* ENTRIES SHOWN *

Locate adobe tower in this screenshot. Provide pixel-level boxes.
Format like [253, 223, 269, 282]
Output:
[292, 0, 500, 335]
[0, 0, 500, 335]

* WHAT YOU ARE ASKED TO DO *
Number the lines above as a list, leaving out any blank lines.

* OUTPUT BELOW *
1. Locate adobe tower in this screenshot. Provide pixel-level boxes.
2. Format like [253, 223, 269, 282]
3. Output:
4. [292, 0, 500, 335]
5. [0, 0, 500, 335]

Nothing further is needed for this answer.